● WRITTEN EXERCISE 1:
Summarize the bardic arts essay in two sentences.
● WRITTEN EXERCISE 2:
According to the bardic arts essay, how long does each card of the new tarot deck take to complete?
● WRITTEN EXERCISE 3:
Write the paragraph that comes next in the bardic arts essay, following on from its final sentence.

● TEXT EXCERPT:
______
Bardic Arts: Creation as Deepening Relationship with the World

Spirit of St. John's Wort (painting inspired by nature)

One of the things that the rise of AI has done is asked all people who create to really investigate the benefits of that creation, and weigh them with the potential efficiency of AI.  For example, right now I’m about two years into a new tarot deck (no, I haven’t posted a single image or anything about it yet) and the process of creating the deck will likely take a total of 4-5 years.  Each card takes about 8-15 hours to complete. With the advent of AI image generators, I could simply ask the AI Image generator to create something for me and probably have a deck done in a matter of weeks.  I wrote extensively about why making magical tools with AI would be a bad idea a few months ago so you know where I stand on the matter, but the time it takes to create a tarot deck helps illustrate my point.  With the rise of these AI technologies, one is constantly balancing the potential use of new technology and the efficiency it brings with the act of creation and the benefit of the slow, skilled approach.  As I’ve been pretty clear in my opposition to AI image generators and other AI uses in spiritual work, I’ll always choose to create in a slow, connected way.  But in making this decision, it strikes me that many people, particularly those who are thinking about picking up a bardic art, may find that they need some more reasons to choose skill over technology.  So why do we create? What are the benefits?
______
● DATA SHOWN:

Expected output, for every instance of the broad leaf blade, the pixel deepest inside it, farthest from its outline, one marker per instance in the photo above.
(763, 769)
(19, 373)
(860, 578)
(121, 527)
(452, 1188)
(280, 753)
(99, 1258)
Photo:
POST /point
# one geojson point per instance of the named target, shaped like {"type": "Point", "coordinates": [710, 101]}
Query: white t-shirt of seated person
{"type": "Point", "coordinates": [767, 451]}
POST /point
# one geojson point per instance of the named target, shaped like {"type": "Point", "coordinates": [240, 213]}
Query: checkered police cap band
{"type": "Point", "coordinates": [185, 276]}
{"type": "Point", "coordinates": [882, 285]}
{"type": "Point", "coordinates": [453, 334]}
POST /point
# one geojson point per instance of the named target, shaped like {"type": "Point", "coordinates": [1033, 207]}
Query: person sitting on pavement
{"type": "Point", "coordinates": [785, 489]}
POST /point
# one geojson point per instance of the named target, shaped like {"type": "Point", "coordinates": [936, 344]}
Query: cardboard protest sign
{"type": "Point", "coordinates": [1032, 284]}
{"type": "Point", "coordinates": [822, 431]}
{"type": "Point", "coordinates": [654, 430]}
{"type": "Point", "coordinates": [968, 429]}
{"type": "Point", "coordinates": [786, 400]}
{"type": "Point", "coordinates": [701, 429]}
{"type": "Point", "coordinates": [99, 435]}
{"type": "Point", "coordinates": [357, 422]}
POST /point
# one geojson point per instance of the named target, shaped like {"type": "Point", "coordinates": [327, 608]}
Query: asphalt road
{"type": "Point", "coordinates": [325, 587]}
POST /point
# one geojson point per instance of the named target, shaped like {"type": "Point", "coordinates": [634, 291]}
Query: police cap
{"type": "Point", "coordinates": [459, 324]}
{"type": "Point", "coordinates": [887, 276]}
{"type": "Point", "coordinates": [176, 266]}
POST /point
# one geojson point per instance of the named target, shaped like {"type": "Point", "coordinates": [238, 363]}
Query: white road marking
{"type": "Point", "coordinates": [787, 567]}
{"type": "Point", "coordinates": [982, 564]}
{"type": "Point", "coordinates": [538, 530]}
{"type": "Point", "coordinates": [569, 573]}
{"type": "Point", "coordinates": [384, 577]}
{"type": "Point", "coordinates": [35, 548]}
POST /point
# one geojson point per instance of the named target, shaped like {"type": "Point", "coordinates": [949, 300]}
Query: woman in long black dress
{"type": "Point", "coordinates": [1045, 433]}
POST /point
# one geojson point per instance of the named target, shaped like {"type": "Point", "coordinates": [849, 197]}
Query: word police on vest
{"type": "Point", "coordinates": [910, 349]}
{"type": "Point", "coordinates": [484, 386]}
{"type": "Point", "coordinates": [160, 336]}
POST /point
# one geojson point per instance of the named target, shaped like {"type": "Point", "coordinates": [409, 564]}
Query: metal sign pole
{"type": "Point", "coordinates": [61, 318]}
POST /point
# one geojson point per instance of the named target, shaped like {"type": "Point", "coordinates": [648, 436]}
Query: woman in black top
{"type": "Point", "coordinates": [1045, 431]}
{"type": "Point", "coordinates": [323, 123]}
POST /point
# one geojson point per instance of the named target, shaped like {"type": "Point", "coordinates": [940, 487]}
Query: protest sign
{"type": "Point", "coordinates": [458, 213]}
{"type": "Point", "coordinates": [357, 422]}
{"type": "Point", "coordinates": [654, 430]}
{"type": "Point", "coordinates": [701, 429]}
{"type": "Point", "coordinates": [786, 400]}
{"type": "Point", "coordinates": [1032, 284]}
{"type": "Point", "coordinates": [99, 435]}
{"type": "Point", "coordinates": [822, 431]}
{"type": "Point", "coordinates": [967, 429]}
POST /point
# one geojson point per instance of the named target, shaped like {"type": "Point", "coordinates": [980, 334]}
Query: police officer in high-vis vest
______
● RIGHT ANSWER 1:
The rise of AI has pushed people who create to weigh the benefits of creating against AI's efficiency, as shown by a tarot deck that will take 4-5 years to make by hand but that an image generator could likely finish in weeks. Because the writer opposes AI in spiritual work and will always choose slow, connected creation, the essay asks why people create and what the benefits are, for those considering a bardic art who may need more reasons to choose skill over technology.

● RIGHT ANSWER 2:
About 8-15 hours.

● RIGHT ANSWER 3:
Amanita Muscaria Mushroom (botanical Illustration)
Amanita Muscaria Mushroom (botanical Illustration)

As I’ve been arguing, practicing bardic arts has incredible benefits, and these benefits deepen as you deepen your practice. In today’s post, I want to talk about bardic arts and their ability to deepen your relationship with the world around you.  I’ll use examples from my own bardic practices, but I hope you can use this post to think through your own creative practices and why taking up a serious creative practice helps us explore something fundamental in what it means to be a druid today.  I will also note that this is part of my longstanding series on the bardic arts: taking up the path of the bard part 1, part 2, and part 3; cultivating awen in your life, bardic storytelling, bardic arts and the ancestors, creativity and mental health, and visioning the future.  I’ll also point readers to my 2019 OBOD Mount Hameus lecture on the bardic arts in the druid tradition!

Connecting to the World through Creativity

The bardic arts, the practice of weaving creativity and creation into your life on a regular basis, is something fundamental to what it means to be a druid today.  And as I argue here in this post, and as I’ve found from my other work, it also is fundamental to what it means to be a human to create a deeper and more meaningful relationship with the world around us and the worlds within us.  So in this post, we’ll explore a bit about that.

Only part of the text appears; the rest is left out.